:: Prompt 1 ::
Answer these questions using the article about Hillary Clinton's Haiti trip:
(a) How many people did the quake kill?
(b) On what date is the second round of the election scheduled?
(c) What is the name of Hillary's spokesman?
:: Prompt 2 ::
Copy the part of the article about Hillary Clinton's Haiti trip from "Not only has" to "two weeks ago.", switching "civil society" to "community groups".

:: Quoted passage ::
Hillary seeks to give Haiti `post-quake boost`

US secretary of state is scheduled to meet outgoing President Rene Preval.

Washington: US Secretary of State Hillary Clinton was due in Haiti on Sunday to give a boost to the impoverished Caribbean nation struggling to rebuild from last year`s quake and decide its future leaders.

The chief US diplomat, who travelled to Port-au-Prince days after a devastating temblor killed 220,000 people over a year ago, was to meet outgoing President Rene Preval as well as candidates in the disputed November polls.

She will also visit a cholera clinic.

Not only has little been rebuilt in Haiti since the January 2010 quake; its people have seen a cholera epidemic claim more than 4,000 lives since October and suffered violence and uncertainty following Presidential and Parliamentary Elections.

Hillary will "consult with members of civil society, political actors, Haiti`s President and international partners on the ongoing electoral situation as well as reconstruction efforts," her spokesman Philip Crowley said.

Among those she will meet is Edmond Mulet, the special representative of UN Secretary General Ban Ki-moon who urged the world not to abandon Haiti when the anniversary of the quake was marked just over two weeks ago.

"The United States and Haiti share the mutual commitment to building Haiti anew after the devastating earthquake one year ago, and to ensure a strong future for Haiti`s people and its democracy," Crowley said in a statement.

Haiti`s election commission has said it will announce definitive results from the election`s first round on Wednesday and has scheduled a long-delayed second round for March 20.

The final results of the second round will be announced on April 16, the Provisional Electoral Council (CEP) said on Friday.

The announcement of preliminary first round results last month kicked off days of unrest when Preval`s handpicked candidate Jude Celestin narrowly edged a popular singer out of the second round run-off.

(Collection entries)

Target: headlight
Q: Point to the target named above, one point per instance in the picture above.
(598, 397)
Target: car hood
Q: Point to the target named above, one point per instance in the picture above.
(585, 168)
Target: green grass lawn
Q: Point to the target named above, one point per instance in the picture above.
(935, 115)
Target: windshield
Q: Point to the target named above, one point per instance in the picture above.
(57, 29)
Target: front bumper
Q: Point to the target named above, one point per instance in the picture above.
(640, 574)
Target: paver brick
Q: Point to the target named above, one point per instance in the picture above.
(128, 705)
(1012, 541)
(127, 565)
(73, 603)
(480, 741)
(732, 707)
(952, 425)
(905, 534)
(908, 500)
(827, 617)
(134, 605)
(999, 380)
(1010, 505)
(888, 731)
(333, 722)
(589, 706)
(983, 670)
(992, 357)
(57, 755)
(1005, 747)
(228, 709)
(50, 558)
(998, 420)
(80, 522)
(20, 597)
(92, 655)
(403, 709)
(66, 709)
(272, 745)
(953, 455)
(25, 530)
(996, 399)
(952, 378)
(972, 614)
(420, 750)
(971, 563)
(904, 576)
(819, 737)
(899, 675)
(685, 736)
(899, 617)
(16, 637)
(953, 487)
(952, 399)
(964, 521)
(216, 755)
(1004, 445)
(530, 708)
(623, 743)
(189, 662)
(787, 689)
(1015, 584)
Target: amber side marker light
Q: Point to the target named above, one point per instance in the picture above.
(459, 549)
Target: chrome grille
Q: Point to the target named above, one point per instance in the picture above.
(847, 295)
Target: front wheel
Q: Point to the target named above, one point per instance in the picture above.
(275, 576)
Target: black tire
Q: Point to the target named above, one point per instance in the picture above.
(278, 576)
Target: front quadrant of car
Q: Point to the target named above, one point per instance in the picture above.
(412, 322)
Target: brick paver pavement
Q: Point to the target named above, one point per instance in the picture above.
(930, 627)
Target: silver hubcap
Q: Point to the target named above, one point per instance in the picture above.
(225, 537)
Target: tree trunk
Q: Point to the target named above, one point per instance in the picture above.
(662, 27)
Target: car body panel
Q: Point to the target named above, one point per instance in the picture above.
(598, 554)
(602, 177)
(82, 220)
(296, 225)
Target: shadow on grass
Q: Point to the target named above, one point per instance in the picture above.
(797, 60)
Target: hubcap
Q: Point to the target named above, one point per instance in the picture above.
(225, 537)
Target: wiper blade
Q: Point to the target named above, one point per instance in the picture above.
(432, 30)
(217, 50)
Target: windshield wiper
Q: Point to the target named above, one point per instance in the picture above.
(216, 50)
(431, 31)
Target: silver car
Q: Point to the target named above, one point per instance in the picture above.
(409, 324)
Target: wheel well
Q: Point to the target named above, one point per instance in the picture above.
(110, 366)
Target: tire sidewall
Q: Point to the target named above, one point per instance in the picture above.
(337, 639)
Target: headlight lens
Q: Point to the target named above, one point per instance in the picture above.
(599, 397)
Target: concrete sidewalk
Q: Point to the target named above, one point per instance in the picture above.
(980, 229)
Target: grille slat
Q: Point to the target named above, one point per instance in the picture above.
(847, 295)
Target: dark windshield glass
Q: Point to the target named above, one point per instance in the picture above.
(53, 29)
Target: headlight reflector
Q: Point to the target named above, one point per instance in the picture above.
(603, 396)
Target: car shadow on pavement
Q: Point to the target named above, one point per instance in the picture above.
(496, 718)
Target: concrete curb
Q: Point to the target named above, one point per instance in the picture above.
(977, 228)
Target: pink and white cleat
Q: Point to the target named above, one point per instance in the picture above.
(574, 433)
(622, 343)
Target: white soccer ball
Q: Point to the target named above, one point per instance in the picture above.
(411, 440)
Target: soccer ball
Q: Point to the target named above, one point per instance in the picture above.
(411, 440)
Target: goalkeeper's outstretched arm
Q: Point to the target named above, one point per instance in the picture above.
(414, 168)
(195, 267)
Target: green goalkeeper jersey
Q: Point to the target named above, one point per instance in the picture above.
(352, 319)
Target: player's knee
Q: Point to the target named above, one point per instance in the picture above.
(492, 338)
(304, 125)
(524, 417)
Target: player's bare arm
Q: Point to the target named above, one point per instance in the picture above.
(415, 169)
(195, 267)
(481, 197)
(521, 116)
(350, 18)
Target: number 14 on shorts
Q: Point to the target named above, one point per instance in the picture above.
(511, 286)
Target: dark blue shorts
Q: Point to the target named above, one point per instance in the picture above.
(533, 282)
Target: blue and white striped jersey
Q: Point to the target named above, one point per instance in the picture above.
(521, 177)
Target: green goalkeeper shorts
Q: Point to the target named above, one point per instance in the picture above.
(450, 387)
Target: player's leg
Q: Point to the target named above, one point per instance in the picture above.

:: Exercise answer 1 ::
(a) 220,000 people
(b) March 20
(c) Philip Crowley

:: Exercise answer 2 ::
Not only has little been rebuilt in Haiti since the January 2010 quake; its people have seen a cholera epidemic claim more than 4,000 lives since October and suffered violence and uncertainty following Presidential and Parliamentary Elections.

Hillary will "consult with members of community groups, political actors, Haiti`s President and international partners on the ongoing electoral situation as well as reconstruction efforts," her spokesman Philip Crowley said.

Among those she will meet is Edmond Mulet, the special representative of UN Secretary General Ban Ki-moon who urged the world not to abandon Haiti when the anniversary of the quake was marked just over two weeks ago.